---------- Text provided ----------

Mark Pollard: I always think the introductory chapter is important in any work, but I mean, I think possibly...when it comes to more academic ones, it’s really setting out what you’re trying to achieve. So you’re setting out your arguments.

Martin Goodman: So the actual, the narrative line of the life is not enough.

Mark Pollard: I would say, I think that’s possible, I would say, certainly the audience for our books is someone who is probably already gripped; they’ve already decided they’re interested in that person. What they want to... know is what this book is going to set out to do. I think, obviously in more trade books, you are trying to engage with someone, someone who maybe doesn’t have the same background knowledge. That’s why our books tend to have a certain angle to them, [and] most of our books will presume a certain level of knowledge with that person, or their background, or their works, already. Whereas you’ve got to make much more of a case, I think, in a trade book, for the individual; and also possibly your readership is much broader so the type of facts those people are going to be interested in, covers a broader spectrum.

Martin Goodman: It’s hard; you’ve got to allow for the fact that your true experts in all of these areas are going to come and read your book and possibly be very challenging towards it, so you have to cater to them and try and find something new to give to them, whilst filling in the background in a way that’s not going to bore the experts but pulling the other people along. It’s a hard act that.

Mark Pollard: Definitely.

Audience member 2: How have the changes in the publishing industry, the book market, [writ large] affected the way you evaluate book in general, biographies in particular, particularly perhaps in terms of the way you evaluate the book, you judge it’s potential audience, you price it and you look at it’s length? And what do you think’s in store?

Ruth Ireland: That’s a lot of questions there. Well, for academic publishing, it’s a pretty steady kind of business; there have been changes, but in terms of how we evaluate what to publish, I don’t think that will really change. It comes down to the quality of the project, the originality, timeliness, all those things that you’ll know about.

Mark Pollard: Peer review, I think, is going to stay. It’s the same thing. It’s a form of market research as well. What we’re doing is we’re providing something for a market, so I mean, primarily, I think, still the best form of sort of market research that we can do is peer review.

Ruth Ireland: It’s crucial.

Mark Pollard: What do the people who are actually going [to be] the main audience for the work, think about it? So I don’t think that’s going to change. In terms of the market, it’s obvious relatively small and relatively specialist market, but, the academic market. The numbers are not great...

Chair: Could you give us an indication of what those sales numbers might be again, because you told me on the phone, and I was quite shocked.

---------- Supplied information ----------

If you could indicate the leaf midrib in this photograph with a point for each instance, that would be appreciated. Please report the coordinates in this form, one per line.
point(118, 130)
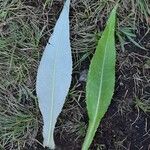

----------

# Actions to take:
**A.** In the transcript, what does Mark Pollard name as still the best form of market research his press can do?
**B.** Write out the stretch of the transcript from "Mark Pollard: Definitely." through "you’ll know about." verbatim.
The material comes from a different source than the transcript.

# Answer set:
**A.** Peer review.

**B.**
Mark Pollard: Definitely.

Audience member 2: How have the changes in the publishing industry, the book market, [writ large] affected the way you evaluate book in general, biographies in particular, particularly perhaps in terms of the way you evaluate the book, you judge it’s potential audience, you price it and you look at it’s length? And what do you think’s in store?

Ruth Ireland: That’s a lot of questions there. Well, for academic publishing, it’s a pretty steady kind of business; there have been changes, but in terms of how we evaluate what to publish, I don’t think that will really change. It comes down to the quality of the project, the originality, timeliness, all those things that you’ll know about.